### CHALLENGE
Could you return every line of the material below word for word, leaving out any pictures?

= = = = =

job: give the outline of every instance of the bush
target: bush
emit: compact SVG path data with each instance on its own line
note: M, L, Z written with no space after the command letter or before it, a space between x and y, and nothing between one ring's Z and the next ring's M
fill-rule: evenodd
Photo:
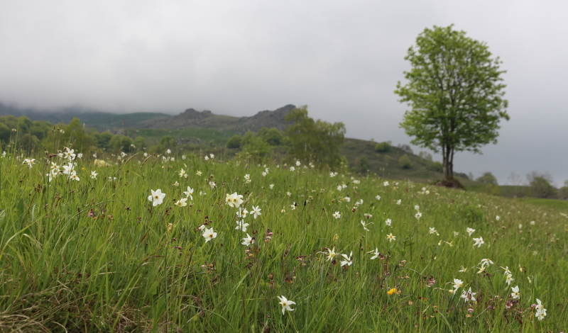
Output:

= = = = =

### FINISHED ANSWER
job: give the outline of every instance of the bush
target: bush
emit: compact SVG path data with each instance on its own line
note: M, L, Z written with no space after the command letter or before it, a space between x and y, and nothing between one ring's Z and the next ring's M
fill-rule: evenodd
Photo:
Output:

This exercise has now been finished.